◆ Data to use:

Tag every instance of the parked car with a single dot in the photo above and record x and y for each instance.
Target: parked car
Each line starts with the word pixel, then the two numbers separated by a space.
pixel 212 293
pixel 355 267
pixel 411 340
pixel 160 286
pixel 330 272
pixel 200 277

==

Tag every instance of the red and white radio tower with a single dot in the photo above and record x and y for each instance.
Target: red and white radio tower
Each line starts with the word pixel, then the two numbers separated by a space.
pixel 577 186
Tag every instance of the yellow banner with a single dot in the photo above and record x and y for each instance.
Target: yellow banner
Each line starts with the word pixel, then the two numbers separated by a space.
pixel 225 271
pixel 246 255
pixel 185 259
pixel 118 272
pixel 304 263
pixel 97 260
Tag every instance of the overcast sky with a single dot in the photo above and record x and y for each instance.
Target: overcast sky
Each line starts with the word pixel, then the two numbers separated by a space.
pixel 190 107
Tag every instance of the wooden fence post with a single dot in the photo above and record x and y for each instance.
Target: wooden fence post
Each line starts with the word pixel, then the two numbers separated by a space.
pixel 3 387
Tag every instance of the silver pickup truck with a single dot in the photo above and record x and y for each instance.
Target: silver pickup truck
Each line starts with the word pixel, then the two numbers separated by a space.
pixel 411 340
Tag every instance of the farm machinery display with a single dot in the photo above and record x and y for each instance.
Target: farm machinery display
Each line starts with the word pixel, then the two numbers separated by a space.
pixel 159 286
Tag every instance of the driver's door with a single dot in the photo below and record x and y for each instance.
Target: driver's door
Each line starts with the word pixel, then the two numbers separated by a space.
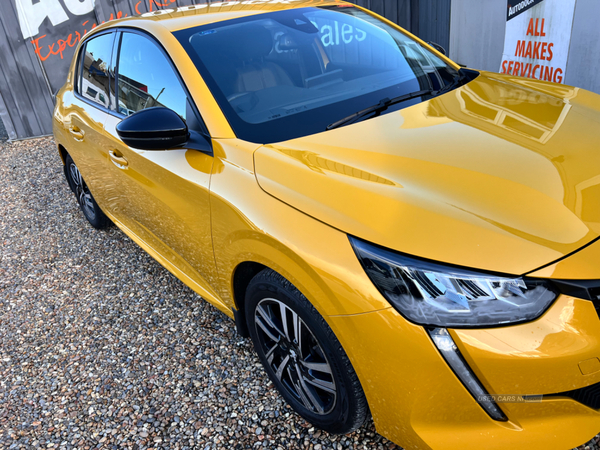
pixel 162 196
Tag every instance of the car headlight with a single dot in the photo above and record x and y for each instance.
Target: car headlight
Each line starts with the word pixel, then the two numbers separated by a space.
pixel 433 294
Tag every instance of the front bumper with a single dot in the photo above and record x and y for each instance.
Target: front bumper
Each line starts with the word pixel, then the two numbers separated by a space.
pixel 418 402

--

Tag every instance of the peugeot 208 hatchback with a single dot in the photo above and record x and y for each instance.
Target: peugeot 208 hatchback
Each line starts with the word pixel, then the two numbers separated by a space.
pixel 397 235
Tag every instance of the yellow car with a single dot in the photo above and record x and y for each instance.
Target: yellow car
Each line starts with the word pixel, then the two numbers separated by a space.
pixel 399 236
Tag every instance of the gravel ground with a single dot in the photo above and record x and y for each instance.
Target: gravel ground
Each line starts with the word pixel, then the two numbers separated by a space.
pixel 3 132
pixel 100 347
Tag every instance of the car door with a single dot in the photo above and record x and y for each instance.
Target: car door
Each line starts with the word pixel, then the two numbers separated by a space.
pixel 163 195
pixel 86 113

◆ What is expected: Tally the lines of the material in which the string "banner" appears. Give the tally and nothing else.

◆ Response: 2